### EXERCISE AIM
Extract every line of the material below that contains the string "dark", and copy each of those lines in full.

### DATASET RECORDS
◆ ◆ ◆ ◆
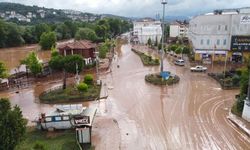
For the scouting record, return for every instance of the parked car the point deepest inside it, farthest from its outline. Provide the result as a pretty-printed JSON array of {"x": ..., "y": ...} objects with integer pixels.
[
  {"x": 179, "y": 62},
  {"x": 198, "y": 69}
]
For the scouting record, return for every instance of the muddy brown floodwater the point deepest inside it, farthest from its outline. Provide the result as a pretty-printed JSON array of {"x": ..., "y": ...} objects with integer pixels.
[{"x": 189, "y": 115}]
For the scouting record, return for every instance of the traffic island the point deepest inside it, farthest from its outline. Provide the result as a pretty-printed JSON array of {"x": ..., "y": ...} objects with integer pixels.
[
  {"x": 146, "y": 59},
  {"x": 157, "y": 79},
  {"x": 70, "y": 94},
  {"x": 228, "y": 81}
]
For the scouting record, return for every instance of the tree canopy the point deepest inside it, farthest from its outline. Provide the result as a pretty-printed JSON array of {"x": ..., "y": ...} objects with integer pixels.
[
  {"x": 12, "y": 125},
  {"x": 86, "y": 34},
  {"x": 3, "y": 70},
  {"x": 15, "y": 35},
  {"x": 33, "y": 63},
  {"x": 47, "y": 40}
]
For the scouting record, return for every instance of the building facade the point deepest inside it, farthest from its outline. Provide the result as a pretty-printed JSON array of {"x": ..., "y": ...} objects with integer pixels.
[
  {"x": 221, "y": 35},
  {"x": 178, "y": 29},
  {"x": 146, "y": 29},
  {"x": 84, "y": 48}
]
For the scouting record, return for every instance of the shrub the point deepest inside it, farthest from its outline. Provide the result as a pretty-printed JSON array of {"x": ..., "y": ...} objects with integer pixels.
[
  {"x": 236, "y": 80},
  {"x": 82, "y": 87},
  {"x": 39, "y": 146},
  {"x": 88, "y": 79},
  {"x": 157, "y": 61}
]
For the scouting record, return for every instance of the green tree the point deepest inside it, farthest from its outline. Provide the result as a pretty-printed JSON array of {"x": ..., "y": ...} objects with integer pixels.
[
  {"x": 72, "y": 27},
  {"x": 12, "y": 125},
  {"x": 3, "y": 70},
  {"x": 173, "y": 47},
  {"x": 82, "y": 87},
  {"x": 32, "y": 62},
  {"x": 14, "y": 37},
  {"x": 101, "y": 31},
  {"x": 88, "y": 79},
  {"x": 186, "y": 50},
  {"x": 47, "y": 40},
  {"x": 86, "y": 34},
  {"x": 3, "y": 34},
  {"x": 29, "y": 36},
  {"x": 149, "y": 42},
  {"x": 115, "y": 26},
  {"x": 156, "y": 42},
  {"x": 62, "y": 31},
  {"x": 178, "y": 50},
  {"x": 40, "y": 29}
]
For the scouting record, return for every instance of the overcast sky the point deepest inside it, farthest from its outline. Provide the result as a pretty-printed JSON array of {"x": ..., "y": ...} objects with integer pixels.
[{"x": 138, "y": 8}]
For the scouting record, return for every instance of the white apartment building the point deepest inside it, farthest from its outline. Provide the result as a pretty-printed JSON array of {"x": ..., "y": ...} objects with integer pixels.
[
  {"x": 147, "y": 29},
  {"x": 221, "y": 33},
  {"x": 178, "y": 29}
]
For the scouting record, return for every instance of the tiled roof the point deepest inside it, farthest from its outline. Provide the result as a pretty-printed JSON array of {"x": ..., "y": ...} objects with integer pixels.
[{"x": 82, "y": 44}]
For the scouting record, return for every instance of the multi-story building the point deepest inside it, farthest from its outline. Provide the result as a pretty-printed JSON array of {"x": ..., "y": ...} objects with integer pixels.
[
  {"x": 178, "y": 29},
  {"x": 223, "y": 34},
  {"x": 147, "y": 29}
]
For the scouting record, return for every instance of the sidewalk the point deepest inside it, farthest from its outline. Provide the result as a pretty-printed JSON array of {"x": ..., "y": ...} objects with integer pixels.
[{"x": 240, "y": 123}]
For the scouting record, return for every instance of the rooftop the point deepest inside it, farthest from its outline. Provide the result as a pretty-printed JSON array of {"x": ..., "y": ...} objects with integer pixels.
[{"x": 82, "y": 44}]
◆ ◆ ◆ ◆
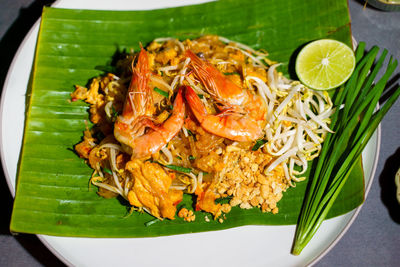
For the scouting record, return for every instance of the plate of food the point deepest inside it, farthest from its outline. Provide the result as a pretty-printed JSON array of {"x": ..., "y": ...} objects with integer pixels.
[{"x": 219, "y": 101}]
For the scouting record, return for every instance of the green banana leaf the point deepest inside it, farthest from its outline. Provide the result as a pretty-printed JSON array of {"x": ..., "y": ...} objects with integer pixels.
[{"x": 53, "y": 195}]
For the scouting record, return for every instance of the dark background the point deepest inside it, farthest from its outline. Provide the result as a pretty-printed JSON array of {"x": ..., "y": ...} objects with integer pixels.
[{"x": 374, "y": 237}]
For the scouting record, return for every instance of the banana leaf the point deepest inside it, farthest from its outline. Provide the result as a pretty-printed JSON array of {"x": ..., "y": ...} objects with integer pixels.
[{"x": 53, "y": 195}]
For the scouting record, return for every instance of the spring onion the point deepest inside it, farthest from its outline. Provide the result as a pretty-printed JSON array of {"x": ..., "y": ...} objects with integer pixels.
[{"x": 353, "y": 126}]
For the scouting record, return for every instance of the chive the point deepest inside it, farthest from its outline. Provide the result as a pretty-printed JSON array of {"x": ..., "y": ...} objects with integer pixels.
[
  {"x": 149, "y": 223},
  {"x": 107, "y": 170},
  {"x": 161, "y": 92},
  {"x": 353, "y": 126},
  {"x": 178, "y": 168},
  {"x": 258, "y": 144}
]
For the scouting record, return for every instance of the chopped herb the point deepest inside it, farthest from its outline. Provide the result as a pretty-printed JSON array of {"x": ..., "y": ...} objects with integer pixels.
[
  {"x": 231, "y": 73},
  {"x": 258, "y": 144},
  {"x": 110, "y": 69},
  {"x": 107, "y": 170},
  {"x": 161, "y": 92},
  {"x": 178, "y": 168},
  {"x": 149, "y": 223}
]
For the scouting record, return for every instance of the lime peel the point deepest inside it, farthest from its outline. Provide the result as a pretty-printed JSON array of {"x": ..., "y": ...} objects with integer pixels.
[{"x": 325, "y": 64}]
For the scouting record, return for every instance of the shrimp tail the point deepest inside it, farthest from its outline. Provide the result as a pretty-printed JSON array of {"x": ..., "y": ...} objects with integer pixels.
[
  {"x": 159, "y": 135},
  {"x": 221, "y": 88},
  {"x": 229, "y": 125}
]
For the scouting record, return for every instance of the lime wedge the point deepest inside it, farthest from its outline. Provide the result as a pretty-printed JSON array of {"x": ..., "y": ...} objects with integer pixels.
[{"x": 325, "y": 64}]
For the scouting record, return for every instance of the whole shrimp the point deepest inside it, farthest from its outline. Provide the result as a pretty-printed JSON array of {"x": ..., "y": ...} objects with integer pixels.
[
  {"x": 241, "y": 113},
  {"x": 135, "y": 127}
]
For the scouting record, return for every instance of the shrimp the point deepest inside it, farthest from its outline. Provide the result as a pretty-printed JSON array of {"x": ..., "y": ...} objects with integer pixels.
◆ ◆ ◆ ◆
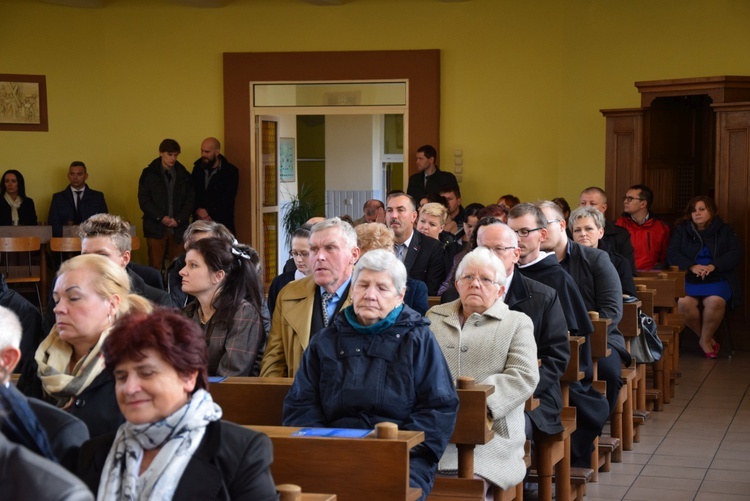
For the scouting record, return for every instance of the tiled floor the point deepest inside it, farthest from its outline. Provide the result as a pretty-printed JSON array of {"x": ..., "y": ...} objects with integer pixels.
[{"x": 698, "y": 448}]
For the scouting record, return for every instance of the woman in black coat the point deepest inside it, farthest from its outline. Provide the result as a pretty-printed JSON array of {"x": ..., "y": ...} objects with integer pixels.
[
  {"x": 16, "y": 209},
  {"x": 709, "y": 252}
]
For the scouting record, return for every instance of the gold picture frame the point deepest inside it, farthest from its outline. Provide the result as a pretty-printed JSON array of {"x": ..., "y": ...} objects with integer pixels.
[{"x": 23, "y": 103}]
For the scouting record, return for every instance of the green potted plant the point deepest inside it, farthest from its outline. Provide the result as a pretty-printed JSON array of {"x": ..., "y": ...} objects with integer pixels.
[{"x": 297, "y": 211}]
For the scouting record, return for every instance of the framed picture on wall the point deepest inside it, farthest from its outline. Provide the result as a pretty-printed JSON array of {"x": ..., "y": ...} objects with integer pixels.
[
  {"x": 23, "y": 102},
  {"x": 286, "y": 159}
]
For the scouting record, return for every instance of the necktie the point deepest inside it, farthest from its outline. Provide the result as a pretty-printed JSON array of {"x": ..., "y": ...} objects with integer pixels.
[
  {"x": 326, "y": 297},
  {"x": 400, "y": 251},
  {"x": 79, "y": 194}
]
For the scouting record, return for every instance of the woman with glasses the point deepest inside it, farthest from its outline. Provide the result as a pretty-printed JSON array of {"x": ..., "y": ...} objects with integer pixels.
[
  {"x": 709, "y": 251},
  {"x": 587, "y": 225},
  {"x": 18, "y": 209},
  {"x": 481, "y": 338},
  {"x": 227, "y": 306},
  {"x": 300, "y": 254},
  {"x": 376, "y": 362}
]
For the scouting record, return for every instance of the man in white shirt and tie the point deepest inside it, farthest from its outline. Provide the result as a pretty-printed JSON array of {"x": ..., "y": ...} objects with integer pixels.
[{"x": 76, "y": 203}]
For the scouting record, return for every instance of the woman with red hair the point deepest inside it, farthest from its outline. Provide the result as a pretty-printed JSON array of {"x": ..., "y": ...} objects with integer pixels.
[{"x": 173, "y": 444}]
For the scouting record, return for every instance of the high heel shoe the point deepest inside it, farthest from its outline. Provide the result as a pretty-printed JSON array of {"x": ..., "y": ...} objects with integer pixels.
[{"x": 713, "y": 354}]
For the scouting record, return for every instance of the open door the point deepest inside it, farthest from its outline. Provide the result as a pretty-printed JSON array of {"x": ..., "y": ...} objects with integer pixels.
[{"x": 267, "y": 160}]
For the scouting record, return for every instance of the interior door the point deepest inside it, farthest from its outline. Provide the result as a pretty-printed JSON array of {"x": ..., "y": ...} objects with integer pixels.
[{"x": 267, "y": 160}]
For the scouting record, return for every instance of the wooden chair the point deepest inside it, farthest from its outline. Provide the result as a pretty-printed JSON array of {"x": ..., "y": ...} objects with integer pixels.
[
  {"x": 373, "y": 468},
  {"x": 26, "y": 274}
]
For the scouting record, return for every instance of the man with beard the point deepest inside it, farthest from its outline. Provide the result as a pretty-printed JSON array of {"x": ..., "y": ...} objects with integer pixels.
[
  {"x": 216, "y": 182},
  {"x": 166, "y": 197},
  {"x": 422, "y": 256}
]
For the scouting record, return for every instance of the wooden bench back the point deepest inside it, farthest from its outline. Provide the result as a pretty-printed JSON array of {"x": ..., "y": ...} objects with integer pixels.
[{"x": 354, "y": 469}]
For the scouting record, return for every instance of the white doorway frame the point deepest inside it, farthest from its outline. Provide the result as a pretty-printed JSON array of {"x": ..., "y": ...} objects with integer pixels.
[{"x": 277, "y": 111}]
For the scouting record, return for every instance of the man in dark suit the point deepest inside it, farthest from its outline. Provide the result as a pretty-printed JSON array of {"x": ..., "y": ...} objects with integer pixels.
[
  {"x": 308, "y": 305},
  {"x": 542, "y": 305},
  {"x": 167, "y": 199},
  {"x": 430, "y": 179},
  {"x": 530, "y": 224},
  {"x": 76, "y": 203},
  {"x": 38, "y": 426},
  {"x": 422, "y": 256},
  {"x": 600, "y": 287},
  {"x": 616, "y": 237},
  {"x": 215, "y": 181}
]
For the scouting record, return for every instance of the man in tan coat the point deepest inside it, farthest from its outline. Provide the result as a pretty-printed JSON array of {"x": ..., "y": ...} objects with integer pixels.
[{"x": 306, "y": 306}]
◆ ◆ ◆ ◆
### COMPLETED TASK
For the scouting record, return for every instance of the dark background the point deepest inside it, farthest from its outline. Provide the result as a pretty-printed JSON array of {"x": ..., "y": ...} objects with integer pixels.
For the scouting record, return for every instance of the man in dark suit the point deepest inside it, farthest from its outline. Provide the result as a pretty-printed JSON array of {"x": ..., "y": ...} objects with integer pixels.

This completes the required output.